*** Records provided Section Begins ***
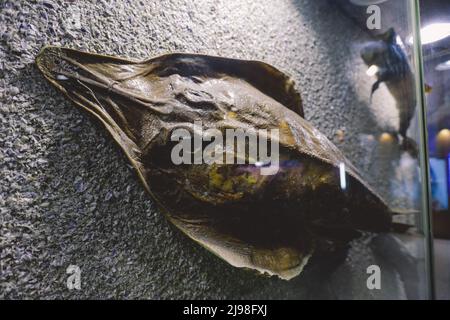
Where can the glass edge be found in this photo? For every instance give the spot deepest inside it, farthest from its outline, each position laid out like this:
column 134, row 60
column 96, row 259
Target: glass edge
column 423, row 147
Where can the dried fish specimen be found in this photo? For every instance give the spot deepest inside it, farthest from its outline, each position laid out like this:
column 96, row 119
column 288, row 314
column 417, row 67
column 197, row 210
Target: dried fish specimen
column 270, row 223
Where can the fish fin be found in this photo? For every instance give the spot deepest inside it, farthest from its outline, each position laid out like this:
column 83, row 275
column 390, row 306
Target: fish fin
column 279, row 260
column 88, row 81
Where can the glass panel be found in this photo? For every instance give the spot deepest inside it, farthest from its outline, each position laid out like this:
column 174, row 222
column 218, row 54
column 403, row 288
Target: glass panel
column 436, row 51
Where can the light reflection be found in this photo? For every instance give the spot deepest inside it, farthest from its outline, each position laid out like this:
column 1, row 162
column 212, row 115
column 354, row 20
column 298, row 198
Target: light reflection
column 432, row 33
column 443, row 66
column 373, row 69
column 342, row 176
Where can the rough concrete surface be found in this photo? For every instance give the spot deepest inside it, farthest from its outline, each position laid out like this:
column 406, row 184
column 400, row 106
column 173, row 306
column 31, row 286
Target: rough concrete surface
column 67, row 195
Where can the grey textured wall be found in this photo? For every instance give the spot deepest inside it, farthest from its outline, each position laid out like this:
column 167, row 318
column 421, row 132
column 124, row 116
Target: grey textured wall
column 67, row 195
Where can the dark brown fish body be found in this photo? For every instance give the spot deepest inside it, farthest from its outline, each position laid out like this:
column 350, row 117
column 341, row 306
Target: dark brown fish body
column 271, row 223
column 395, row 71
*** Records provided Section Ends ***
*** Records provided Section Begins ***
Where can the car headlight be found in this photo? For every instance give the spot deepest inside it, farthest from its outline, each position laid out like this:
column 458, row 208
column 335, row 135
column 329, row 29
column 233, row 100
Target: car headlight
*** Records provided Section Ends ***
*** Records provided Section Begins ***
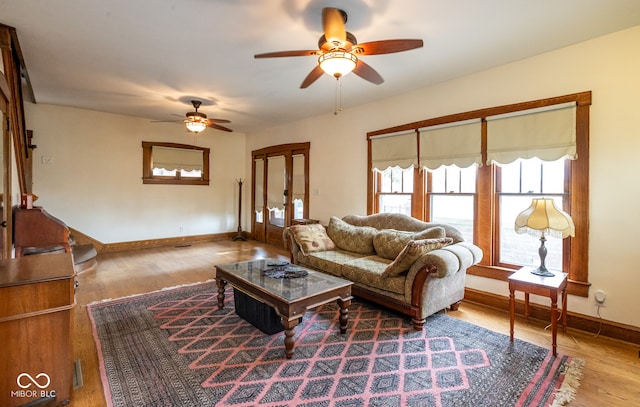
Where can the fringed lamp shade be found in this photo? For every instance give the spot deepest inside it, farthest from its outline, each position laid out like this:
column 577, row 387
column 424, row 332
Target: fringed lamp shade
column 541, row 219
*** Records provided Section Ends ***
Work request:
Go through the entries and return each line where the word "headlight" appears.

Answer section:
Where can the car headlight be found in this photo? For every instance give the spot deepest inside it, farthest from its outline, each position laid out like this:
Target: car headlight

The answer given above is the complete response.